Seçilen Bölüm:

+ + + +

Kentimizden de gelip geçen akillerin en belirgin özellikleri, üzerlerine birer “aydın” elbiseleri giymeleri, insanları sürekli “ben her şeyi bilirim” bakışlarıyla süzmeleri ve ne sorarsanız sorun kendi kafalarındaki doğruları akademik bir dille anlatma çabasına girmeleriydi.
O halde biz de, onlar kadar karmaşık cümleler kullanmadan ama akademik referans kaynaklarından da yararlanarak soralım ve açıklamaya çalışalım: Akiller yani bize akıl verenler aydın mıdırlar?
**
Ünlü Fransız düşünürü Jean-Paul Sartre, “Aydınlar Üzerine” isimli eserinde “aydın” kavramını enine boyuna sorgular ve inceler.
İşe aydın dediğimiz bireyin tarih sahnesine çıkışını anlatmakla başlar.
Burjuvazi sınıfının ortaya çıkışına kadar, düzenin bekçiliğini yapan ve derebeyleriyle halk arasında bir köprü vazifesi görenin bilgiyi elinde tutan kilise adamları olduğunu, burjuvazinin siyasi ve ekonomik gücü eline geçirmesiyle kendi “düzen bekçilerini” yarattığını söyler.
Bunlara “pratik bilgi uzmanı” adını verir. Burjuvazi; ekonomik yaşamın her alanında ihtiyacı olan teknisyenleri seçer, eğitir ve ayıklar. Onları iki görevle kuşatır: Araştırma uzmanı olmaları ve egemen sınıfın iktidarının bekçileri olmaları.
Dolayısıyla burjuvazinin yarattığı “aydın”ın, doğası gereği çelişkiler içinde olduğunu savunur. İçinde yaşadığı toplumun gerçekleriyle hizmet ettiği egemen ideoloji arasındaki bir çelişki…
İşte gerçek aydın, bu karşıtlığın bilincine varan insandır.
Diğerleri “sahte aydın”dırlar!
“Gerçek aydının işi zordur, çünkü yalnızdır.”
“Kimse tarafından görevlendirilmemiştir.”
“Otoriteye hizmet etmeyi reddeder.”
Sartre’a göre, aydının en büyük düşmanı “sahte” veya diğer deyişle “sözde” aydındır.
Çünkü “sahte aydın da, bir aydınmış gibi davranır ve tıpkı onun gibi egemen sınıfın ideolojisini sorgulamakla işe başlar. Ama bu düzmece bir sorgulamadır.”
“Sahte aydın gerçek aydın gibi “hayır” demez, “hayır ama…” yı, “biliyorum ama yine de…” yi diline dolamıştır.”
“Evrensel sözde aydının işidir, gerçek aydın tedirgin eder.”
“Aydının önünde tek bir yol var; o da toplumu ezilenlerin bakış açısından ele almak.”
“Aydının işi, herkes adına çelişkisini yaşamak ve herkes için bu çelişkiyi köktencilikle aşmaktır.”

+ + + +

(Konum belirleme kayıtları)
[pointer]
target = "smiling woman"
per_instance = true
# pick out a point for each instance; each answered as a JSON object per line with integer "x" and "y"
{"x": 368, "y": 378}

+ + + +

Görev: Sartre'ın aydın anlayışını anlatan yazıyı kaldığı yerden sürdürün.

Görevin Cevabı:
Aydının çelişkilerle donatılmış bir birey olduğunu savunan Sartre, bu çelişkileri aşabildiği ve içinden geldiği topluma yakınlaşabildiği ölçüde ve buna cesaret edebildiğinde aydın olabildiğini söyler.
**
Daha çağdaş ve daha bize yakın birine kulak verelim: Filistinli bir ailenin çocuğu olan Edward Said.
Said, “Entelektüel” isimli eserinde aydını şöyle tanımlıyor:
“Yoksullar, yok sayılanlar, güçsüzler adına kendi görüşünü ve tavrını temsil etmekte ısrar eden bireydir.”
Said de Sartre gibi aydının “otoriteye ve iktidara hizmet etmeyi reddeden” biri olduğunu vurguluyor.
“Aydın” diyor, “hiçbir kahramana inanmaz.”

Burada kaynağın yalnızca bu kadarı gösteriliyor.